* **Exercise prompt**: Rewrite the records from their first line through the line containing "point(469, 93)", changing "marker" to "dot" and leaving everything else unchanged.

* **Task input**:
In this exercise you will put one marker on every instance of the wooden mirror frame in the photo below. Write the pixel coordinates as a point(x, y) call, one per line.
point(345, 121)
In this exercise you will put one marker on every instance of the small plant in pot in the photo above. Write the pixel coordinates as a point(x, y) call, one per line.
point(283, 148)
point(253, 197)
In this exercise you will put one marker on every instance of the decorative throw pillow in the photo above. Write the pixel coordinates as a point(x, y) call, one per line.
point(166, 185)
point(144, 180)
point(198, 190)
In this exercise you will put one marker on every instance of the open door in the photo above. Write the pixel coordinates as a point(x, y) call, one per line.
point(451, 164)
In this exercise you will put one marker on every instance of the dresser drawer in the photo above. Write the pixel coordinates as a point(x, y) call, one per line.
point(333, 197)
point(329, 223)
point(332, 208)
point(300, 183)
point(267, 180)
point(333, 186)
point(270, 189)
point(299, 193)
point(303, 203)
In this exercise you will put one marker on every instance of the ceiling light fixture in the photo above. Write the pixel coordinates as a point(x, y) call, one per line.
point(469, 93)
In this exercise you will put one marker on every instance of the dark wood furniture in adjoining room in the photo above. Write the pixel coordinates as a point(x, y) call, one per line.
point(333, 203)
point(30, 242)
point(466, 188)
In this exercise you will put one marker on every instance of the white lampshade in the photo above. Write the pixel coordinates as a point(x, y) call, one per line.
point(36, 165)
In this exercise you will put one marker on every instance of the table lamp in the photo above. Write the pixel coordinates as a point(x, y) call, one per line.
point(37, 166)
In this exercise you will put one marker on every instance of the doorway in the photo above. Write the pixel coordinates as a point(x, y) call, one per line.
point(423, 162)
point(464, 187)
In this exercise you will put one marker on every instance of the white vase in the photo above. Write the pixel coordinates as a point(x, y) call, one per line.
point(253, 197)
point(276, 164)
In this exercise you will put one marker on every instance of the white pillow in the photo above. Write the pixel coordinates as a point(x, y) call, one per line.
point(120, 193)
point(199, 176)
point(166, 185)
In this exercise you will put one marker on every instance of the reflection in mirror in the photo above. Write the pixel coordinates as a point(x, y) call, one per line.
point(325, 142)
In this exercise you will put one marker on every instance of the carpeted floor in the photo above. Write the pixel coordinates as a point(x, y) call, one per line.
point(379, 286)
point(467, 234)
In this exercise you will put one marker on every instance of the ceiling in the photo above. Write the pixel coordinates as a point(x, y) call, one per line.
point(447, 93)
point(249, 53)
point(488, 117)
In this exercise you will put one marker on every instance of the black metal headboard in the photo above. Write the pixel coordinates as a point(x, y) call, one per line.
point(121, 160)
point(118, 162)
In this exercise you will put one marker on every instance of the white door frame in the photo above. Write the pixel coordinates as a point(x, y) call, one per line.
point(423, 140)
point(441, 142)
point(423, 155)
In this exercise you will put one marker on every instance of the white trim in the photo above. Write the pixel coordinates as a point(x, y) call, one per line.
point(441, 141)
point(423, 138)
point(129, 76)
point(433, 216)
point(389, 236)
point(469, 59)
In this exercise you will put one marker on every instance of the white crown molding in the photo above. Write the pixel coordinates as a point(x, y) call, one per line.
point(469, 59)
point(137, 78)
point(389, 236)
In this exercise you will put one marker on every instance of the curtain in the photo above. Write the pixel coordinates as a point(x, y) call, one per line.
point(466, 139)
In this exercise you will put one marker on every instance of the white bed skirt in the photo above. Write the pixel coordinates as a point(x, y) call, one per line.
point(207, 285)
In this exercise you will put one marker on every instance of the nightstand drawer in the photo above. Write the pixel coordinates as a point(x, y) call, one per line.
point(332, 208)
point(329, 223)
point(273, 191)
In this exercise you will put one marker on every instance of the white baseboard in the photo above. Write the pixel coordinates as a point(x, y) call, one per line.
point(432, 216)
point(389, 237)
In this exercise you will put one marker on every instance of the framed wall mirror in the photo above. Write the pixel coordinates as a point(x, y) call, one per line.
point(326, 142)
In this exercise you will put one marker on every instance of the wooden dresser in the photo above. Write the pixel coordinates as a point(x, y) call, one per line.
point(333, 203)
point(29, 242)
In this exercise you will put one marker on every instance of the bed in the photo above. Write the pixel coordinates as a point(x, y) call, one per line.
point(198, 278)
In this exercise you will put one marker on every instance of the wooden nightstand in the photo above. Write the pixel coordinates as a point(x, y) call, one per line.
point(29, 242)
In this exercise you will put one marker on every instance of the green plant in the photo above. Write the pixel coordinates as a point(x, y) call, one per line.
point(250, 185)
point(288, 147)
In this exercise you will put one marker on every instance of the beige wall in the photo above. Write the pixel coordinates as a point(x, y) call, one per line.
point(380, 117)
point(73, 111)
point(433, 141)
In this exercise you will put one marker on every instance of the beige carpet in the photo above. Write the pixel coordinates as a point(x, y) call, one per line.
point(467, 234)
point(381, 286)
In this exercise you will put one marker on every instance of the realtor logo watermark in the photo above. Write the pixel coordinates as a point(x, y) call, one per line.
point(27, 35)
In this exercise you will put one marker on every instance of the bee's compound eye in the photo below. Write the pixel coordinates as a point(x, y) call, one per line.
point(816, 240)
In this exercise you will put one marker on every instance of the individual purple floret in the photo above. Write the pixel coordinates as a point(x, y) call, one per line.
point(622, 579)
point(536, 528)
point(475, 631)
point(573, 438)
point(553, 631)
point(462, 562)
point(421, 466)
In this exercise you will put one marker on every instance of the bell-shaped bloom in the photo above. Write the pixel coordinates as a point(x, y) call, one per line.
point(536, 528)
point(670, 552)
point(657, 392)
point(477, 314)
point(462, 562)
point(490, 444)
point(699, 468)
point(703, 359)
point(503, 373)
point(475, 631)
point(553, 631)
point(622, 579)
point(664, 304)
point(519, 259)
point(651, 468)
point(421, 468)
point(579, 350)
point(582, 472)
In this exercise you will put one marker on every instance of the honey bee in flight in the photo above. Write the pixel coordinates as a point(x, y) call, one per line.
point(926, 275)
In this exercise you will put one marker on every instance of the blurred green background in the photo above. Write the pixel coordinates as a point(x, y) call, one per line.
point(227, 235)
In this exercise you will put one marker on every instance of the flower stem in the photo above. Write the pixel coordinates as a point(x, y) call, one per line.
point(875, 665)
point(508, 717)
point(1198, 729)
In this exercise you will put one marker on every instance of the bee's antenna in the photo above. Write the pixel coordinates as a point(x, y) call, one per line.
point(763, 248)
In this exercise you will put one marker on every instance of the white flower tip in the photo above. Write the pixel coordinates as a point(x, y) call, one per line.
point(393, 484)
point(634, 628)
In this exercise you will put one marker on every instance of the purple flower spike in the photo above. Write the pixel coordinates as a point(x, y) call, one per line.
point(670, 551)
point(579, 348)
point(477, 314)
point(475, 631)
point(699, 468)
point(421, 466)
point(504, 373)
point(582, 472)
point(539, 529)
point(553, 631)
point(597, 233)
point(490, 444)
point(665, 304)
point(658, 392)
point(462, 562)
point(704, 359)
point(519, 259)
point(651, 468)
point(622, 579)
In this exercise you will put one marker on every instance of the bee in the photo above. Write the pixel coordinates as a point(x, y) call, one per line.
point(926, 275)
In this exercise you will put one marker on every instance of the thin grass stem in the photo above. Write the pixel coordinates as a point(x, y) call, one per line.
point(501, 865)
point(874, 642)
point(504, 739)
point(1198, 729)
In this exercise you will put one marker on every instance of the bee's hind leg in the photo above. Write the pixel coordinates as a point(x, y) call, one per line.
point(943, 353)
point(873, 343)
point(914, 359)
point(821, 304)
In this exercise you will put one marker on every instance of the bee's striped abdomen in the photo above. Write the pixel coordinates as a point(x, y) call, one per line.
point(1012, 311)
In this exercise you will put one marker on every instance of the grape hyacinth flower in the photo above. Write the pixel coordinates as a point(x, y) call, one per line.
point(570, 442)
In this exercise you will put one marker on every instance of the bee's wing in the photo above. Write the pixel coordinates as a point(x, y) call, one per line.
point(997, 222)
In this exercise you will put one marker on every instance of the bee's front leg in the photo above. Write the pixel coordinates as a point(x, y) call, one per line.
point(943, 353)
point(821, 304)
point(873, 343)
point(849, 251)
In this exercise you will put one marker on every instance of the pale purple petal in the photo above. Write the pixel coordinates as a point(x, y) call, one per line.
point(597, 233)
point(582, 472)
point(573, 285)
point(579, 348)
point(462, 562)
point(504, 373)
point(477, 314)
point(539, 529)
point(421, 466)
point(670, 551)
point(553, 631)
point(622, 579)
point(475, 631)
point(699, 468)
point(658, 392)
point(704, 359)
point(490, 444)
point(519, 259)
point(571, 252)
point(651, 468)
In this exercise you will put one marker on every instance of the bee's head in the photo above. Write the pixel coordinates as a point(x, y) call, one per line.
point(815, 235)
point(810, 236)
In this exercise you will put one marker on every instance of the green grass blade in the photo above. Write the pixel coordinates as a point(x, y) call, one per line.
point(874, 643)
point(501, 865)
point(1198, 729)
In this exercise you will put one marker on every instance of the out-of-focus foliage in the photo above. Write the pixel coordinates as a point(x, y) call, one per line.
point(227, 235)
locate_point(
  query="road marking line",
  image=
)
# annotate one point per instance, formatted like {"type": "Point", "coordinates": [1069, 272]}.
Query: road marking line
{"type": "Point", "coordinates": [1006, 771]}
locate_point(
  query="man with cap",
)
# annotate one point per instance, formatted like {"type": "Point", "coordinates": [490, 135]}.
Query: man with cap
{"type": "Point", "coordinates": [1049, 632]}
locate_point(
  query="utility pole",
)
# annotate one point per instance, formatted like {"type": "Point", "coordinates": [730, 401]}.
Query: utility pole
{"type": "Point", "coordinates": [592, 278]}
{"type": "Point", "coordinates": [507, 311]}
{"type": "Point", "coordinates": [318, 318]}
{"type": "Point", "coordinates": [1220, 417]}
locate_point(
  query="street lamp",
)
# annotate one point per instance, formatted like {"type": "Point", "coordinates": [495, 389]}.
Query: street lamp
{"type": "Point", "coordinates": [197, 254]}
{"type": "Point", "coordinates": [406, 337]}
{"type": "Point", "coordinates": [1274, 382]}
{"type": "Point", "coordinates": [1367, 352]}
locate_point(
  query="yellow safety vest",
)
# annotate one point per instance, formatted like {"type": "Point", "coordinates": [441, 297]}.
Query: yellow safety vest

* **Output of the exercise**:
In this exercise you will put one dot on every instance of the wooden mirror frame in the photo below. Write the pixel coordinates as a point(x, y) call, one per line.
point(345, 121)
In this exercise you will put one dot on every instance of the small plant in pot in the photo above. Write the pixel coordinates as a point(x, y) call, one per line.
point(283, 148)
point(253, 197)
In this exercise you will put one dot on every instance of the decorative throw pillow in the photo above. Write the pixel coordinates as a point(x, y) call, one per line.
point(166, 185)
point(144, 180)
point(198, 190)
In this exercise you will put one dot on every instance of the open door in the photo above. Write the pixel coordinates as a point(x, y) call, one per line.
point(451, 164)
In this exercise you will put one dot on every instance of the dresser drawer in the photo above. Write the pixel coordinates as a point(x, y) call, one per line.
point(333, 197)
point(329, 223)
point(332, 208)
point(300, 183)
point(267, 180)
point(333, 186)
point(270, 189)
point(299, 193)
point(303, 203)
In this exercise you will put one dot on every instance of the ceiling light fixture in the photo above. Write the pixel coordinates as a point(x, y) call, one per line.
point(469, 93)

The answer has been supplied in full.